Breakthrough towards Resolving Century Old Riddle of Deadly Thunderstorms by a Muon Telescope in India
Prof Sunil Gupta

Thunderstorms are frightening and a spectacular demonstration of one of the most violent phenomenon in our atmosphere. Nearly three centuries back in 1749, Benjamin Franklin through his famous kite-experiment during a thunderstorm showed that the discharge of electric charges stored in clouds was responsible for the astonishing phenomena of thunder and lightning.

Thunderstorms are very common in our country especially during the Monsoon season and occur frequently in other parts of the world. Spectacular and awe inspiring they may be, but there is a dark side of thunderstorms, as a leading cause of loss of human lives from a natural disaster. In India, alone they cost hundreds of lives every year. Gaining insights into the properties of thunderstorms could be the first step towards predicting their behavior and possibly mitigating their deadly impact on the society.

Image 1: The GRAPES-3 experiment in picturesque Ooty. 400 white cones dot the site, each contains a lightning fast scintillator detector (1 m2). Moun telescope consists of 4 large halls, two of them are visible on left edge of this picture.

Physical properties that characterize a thunderstorm include, its total area, the high voltage present, the energy stored, total electric charge, and the power generated etc. Unfortunately up until now, most of these properties were not well measured. But all that changed with the recent discovery by the GRAPES-3 (Gamma Ray Astronomy PeV EnergieS phase-3) Muon telescope operated by the Tata Institute of Fundamental Research in India. The telescope nestled within the rolling hills of Nilgiri Muontains near the town of Ooty is a unique scientific facility created for the study of high energy particles called cosmic rays which reach us from far corners of the universe.

Provided material:
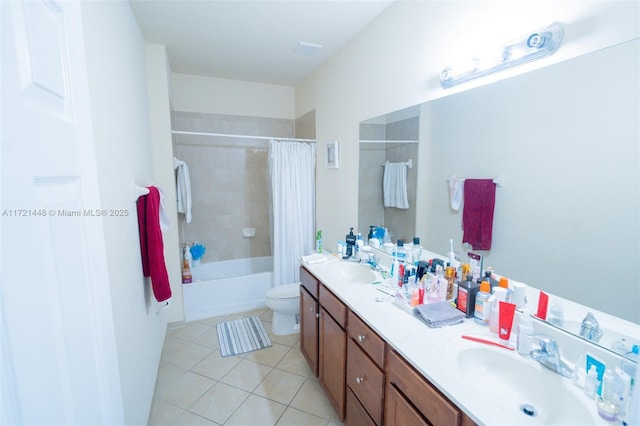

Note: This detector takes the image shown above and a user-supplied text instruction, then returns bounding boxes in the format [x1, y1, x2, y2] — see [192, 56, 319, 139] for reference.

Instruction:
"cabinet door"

Exercise directions: Please decide whether each statement agrees with the thunderstorm article above, answering yes or no and quoting the deciding words: (a) Benjamin Franklin's kite experiment took place in 1749. (b) The GRAPES-3 telescope is operated by the Indian Institute of Science. (c) Most physical properties of thunderstorms had been well measured before the GRAPES-3 discovery.

Finished exercise:
(a) Yes: "Nearly three centuries back in 1749, Benjamin Franklin through his famous kite-experiment during a thunderstorm"
(b) No: "operated by the Tata Institute of Fundamental Research in India"
(c) No: "Unfortunately up until now, most of these properties were not well measured."